*Exercise prompt*. Quote the data below word for word, from its start through the line containing "pixel 498 43", including both ends. Leave out any pictures.

*Raw data*.
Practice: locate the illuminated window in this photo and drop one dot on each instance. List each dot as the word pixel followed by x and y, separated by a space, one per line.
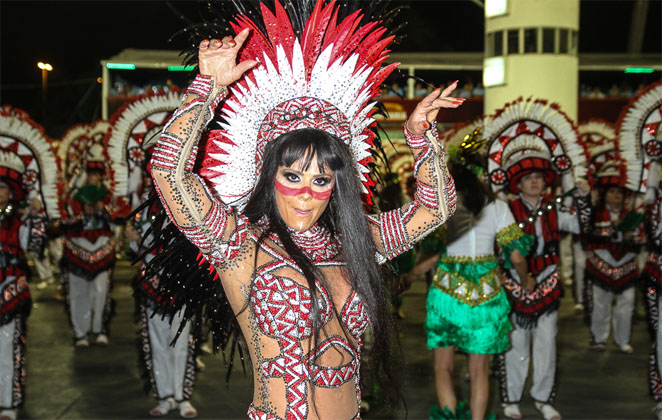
pixel 531 40
pixel 563 41
pixel 513 41
pixel 548 35
pixel 498 43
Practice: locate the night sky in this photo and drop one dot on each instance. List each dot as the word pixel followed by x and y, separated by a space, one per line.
pixel 74 35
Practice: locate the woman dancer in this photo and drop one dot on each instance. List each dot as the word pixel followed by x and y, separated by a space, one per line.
pixel 299 262
pixel 467 309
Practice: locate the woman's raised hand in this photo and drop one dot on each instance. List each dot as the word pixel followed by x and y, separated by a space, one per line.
pixel 218 58
pixel 426 111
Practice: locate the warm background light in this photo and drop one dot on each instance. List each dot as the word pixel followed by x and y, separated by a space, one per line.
pixel 44 66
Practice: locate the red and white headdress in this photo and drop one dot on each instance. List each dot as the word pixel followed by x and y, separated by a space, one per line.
pixel 640 138
pixel 531 135
pixel 324 76
pixel 71 152
pixel 134 127
pixel 27 162
pixel 604 163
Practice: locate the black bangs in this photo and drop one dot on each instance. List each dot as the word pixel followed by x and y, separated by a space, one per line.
pixel 306 143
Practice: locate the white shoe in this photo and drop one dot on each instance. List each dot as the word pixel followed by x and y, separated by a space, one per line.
pixel 626 348
pixel 548 411
pixel 81 343
pixel 205 349
pixel 599 347
pixel 200 364
pixel 186 410
pixel 512 411
pixel 163 407
pixel 657 410
pixel 9 414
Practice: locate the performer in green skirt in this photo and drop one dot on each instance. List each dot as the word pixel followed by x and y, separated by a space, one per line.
pixel 467 309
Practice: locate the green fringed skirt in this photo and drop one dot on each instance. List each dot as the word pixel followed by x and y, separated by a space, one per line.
pixel 480 329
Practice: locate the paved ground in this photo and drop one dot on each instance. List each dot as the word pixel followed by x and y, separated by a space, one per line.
pixel 104 383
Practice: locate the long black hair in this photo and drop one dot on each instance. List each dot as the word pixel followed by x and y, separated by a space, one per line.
pixel 344 218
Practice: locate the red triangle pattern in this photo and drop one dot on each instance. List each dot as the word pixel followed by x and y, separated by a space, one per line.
pixel 652 128
pixel 138 137
pixel 496 156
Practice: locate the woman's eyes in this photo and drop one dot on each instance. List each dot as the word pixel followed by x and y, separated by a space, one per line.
pixel 318 182
pixel 321 182
pixel 291 177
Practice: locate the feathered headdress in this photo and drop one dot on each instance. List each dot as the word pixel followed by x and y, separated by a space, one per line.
pixel 134 127
pixel 604 164
pixel 71 153
pixel 27 162
pixel 319 69
pixel 531 135
pixel 640 138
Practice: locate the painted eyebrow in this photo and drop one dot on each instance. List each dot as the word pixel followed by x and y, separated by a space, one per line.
pixel 299 173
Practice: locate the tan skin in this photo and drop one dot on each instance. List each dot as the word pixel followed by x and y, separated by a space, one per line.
pixel 615 198
pixel 302 210
pixel 219 59
pixel 5 195
pixel 478 363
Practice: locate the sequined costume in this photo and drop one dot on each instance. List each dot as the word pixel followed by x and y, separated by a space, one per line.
pixel 87 260
pixel 15 303
pixel 466 305
pixel 168 369
pixel 27 166
pixel 652 277
pixel 533 138
pixel 276 321
pixel 535 313
pixel 611 270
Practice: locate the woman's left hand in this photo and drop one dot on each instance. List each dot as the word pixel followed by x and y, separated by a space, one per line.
pixel 218 58
pixel 426 111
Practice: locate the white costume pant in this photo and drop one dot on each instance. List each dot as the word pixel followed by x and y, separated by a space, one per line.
pixel 566 257
pixel 7 364
pixel 622 317
pixel 42 267
pixel 12 359
pixel 87 299
pixel 169 363
pixel 658 336
pixel 543 340
pixel 579 254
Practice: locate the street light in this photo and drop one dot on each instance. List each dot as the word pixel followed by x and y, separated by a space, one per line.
pixel 45 68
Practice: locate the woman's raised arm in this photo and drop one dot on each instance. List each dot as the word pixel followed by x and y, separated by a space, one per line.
pixel 190 205
pixel 434 201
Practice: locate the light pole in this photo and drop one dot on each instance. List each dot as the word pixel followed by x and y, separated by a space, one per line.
pixel 45 68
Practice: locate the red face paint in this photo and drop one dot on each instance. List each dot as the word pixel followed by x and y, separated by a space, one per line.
pixel 285 190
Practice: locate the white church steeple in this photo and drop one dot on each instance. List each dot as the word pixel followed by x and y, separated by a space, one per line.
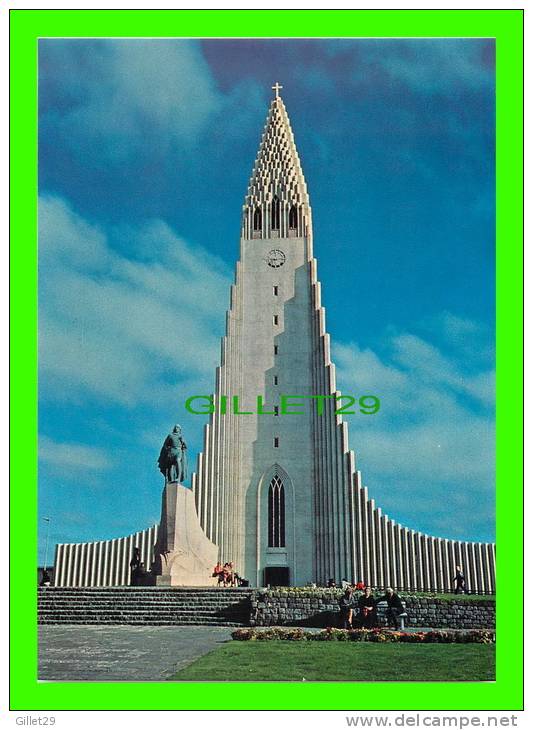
pixel 277 202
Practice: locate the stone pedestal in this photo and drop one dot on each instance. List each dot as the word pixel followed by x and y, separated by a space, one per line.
pixel 184 556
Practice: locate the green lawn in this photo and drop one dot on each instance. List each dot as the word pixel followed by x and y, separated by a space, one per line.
pixel 313 660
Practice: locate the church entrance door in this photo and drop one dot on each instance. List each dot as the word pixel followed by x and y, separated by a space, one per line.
pixel 275 576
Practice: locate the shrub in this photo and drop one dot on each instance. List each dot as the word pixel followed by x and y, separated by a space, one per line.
pixel 473 636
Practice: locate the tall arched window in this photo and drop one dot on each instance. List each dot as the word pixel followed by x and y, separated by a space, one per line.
pixel 275 214
pixel 258 219
pixel 276 513
pixel 293 217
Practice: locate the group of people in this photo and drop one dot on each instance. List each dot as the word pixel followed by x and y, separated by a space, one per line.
pixel 362 611
pixel 226 576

*Task response*.
Practice: locate the illuminated window in this photo and drop one dot on each instance. List each dot as the word pixel followed by x and y, separated by a space, one per line.
pixel 531 40
pixel 563 41
pixel 513 41
pixel 548 35
pixel 498 43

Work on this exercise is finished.